----- ARTIGO -----
Um português que voltou do Reino Unido em 2017, depois de ter ficado desempregado e sem abrigo naquele país, e que violou e matou com extrema violência a mãe que o acolheu em casa, não terá sido devidamente acompanhado no regresso por instituições como a Santa Casa da Misericórdia de Lisboa (SCML) e outras, que não trataram de averiguar se haveria condições para o acolhimento e a reintegração familiar, conclui a Equipa de Análise Retrospectiva de Homicídios em Violência Doméstica. 

No sétimo relatório - divulgado esta quinta-feira - desta equipa de peritos que procuram analisar e perceber o que corre mal em casos de violência doméstica, concluiu-se, mais uma vez, que houve falhas na actuação das entidades que actuam neste sistema e que poderiam ter desencadeado acções de forma a prevenir os crimes.

O agressor, um pedreiro desempregado de 46 anos que viveu durante quase duas décadas no Reino Unido - de onde foi expulso em 2017 por não ter trabalho nem habitação e por acumular várias condenações por agressões e distúrbios naquele país -, foi encaminhado para os serviços de acção social da SCML, que o alojou num centro de atendimento durante quatro dias e lhe pagou o bilhete de avião para a região autónoma onde vivia a mãe, “com base nas informações por ele prestadas de que teria suporte familiar” lá, lê-se no relatório. 

Quinze dias depois de ter sido acolhido pela mãe, com 79 anos e viúva, o homem, que tem um historial de alcoolismo e de consumo de canabinóides, assassinou-a “num quadro de extrema violência”. Na noite de 25 de Março de 2017, “abeirou-se da mãe, desferiu-lhe um número indeterminado de socos, múltiplos golpes com uma faca de cozinha e manteve com ela relações sexuais de cópula vaginal”, descreve-se no relatório.
----- DADOS FORNECIDOS -----
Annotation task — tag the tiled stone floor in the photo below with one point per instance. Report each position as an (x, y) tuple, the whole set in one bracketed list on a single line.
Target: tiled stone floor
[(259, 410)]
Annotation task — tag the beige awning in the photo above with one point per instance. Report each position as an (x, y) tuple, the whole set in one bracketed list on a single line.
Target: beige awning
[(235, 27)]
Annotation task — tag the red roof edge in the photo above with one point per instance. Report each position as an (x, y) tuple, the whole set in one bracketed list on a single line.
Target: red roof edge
-----
----- DADOS FORNECIDOS -----
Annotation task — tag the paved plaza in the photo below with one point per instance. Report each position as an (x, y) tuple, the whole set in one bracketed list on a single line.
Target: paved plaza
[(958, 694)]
-----
ENUNCIADO DO EXERCÍCIO:
Devolva o artigo na íntegra, sem alterar nenhuma palavra nem sinal de pontuação.

RESPOSTA ESCRITA:
Um português que voltou do Reino Unido em 2017, depois de ter ficado desempregado e sem abrigo naquele país, e que violou e matou com extrema violência a mãe que o acolheu em casa, não terá sido devidamente acompanhado no regresso por instituições como a Santa Casa da Misericórdia de Lisboa (SCML) e outras, que não trataram de averiguar se haveria condições para o acolhimento e a reintegração familiar, conclui a Equipa de Análise Retrospectiva de Homicídios em Violência Doméstica. 

No sétimo relatório - divulgado esta quinta-feira - desta equipa de peritos que procuram analisar e perceber o que corre mal em casos de violência doméstica, concluiu-se, mais uma vez, que houve falhas na actuação das entidades que actuam neste sistema e que poderiam ter desencadeado acções de forma a prevenir os crimes.

O agressor, um pedreiro desempregado de 46 anos que viveu durante quase duas décadas no Reino Unido - de onde foi expulso em 2017 por não ter trabalho nem habitação e por acumular várias condenações por agressões e distúrbios naquele país -, foi encaminhado para os serviços de acção social da SCML, que o alojou num centro de atendimento durante quatro dias e lhe pagou o bilhete de avião para a região autónoma onde vivia a mãe, “com base nas informações por ele prestadas de que teria suporte familiar” lá, lê-se no relatório. 

Quinze dias depois de ter sido acolhido pela mãe, com 79 anos e viúva, o homem, que tem um historial de alcoolismo e de consumo de canabinóides, assassinou-a “num quadro de extrema violência”. Na noite de 25 de Março de 2017, “abeirou-se da mãe, desferiu-lhe um número indeterminado de socos, múltiplos golpes com uma faca de cozinha e manteve com ela relações sexuais de cópula vaginal”, descreve-se no relatório.